> **Task statement**:
In the film review, how much do members of Woodroof's pharmaceutical clubs pay each month?

> **Document extract**:
During that time, by researching, smuggling and distributing AIDS drugs that were not yet approved by the Food and Drug Administration, he managed to take a little chink out of the wall of government intransigence permitted by President Reagan, who, as has often been noted, did not utter the word AIDS until six years had passed and nearly 60,000 people had died.

The only death that concerns Woodroof is his own, at least at first. An electrician and a rodeo clown, he lives a debauched life of hard-drinking, hard-drugging and sex with cowboy groupies in the stalls of the arena and is, as they might say in Texas, mostly hat and not much cattle. When a routine blood test comes back positive for AIDS, he greets the diagnosis of his doctors/researchers—played by Denis O’Hare and a wonderfully understated Jennifer Garner—with a torrent of invective, showering them with the F-word, and the other F-word, and it is unclear whether he is more upset about the idea he is going to die, or that someone might think he is gay.

Vallée, who is from Quebec and had a sizable hit at home with the family drama “C.R.A.Z.Y.” a few years back, does several things very well. One, he creates a sense of isolation around his character, even when Woodroof has created his network of pharmaceutical “clubs.” To skirt federal drug laws, the members pay a monthly fee of $400 and get all their medications “free.” Woodroof has no spiritual life; he is out to save himself from physical death and—why not?—make a tidy profit along the way. The sense that he is on a mission is slow in coming, accelerated to a certain degree by his friendship with Rayon (Jared Leto), an H.I.V.-positive transvestite who is the conscience of the piece. What Vallée is not afraid to do, abetted by two actors starving their way to Oscars, is to make the focus of his film so hard to like.

Stored items

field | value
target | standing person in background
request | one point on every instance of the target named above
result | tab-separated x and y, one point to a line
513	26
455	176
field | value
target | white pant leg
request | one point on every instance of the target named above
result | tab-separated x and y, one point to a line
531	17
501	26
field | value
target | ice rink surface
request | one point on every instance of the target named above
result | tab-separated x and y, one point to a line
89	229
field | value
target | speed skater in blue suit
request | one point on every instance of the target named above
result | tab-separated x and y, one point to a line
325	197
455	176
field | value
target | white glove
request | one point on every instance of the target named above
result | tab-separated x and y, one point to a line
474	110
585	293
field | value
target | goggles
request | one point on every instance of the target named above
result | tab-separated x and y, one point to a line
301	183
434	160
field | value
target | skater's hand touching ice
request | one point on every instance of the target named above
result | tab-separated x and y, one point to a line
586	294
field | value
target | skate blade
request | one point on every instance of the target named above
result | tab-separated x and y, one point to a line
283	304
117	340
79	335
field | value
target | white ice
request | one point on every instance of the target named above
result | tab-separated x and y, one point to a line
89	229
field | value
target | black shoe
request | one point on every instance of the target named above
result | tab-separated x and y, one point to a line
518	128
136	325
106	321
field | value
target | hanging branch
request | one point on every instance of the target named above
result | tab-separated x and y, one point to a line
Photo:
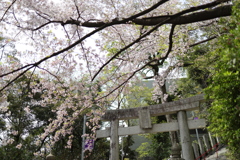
170	17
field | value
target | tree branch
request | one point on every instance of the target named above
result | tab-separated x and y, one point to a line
7	9
221	11
166	20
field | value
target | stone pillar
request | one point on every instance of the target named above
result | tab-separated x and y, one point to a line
114	141
212	140
206	141
176	152
196	150
187	150
50	157
201	146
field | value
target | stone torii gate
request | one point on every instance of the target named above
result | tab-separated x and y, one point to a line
145	126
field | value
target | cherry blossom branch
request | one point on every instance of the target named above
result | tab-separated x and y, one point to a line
192	9
18	76
7	10
78	41
221	11
203	41
104	24
133	73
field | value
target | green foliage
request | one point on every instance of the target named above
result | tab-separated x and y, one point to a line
225	88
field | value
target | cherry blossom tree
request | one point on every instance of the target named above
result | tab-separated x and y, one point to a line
78	47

> **Exercise response**:
$400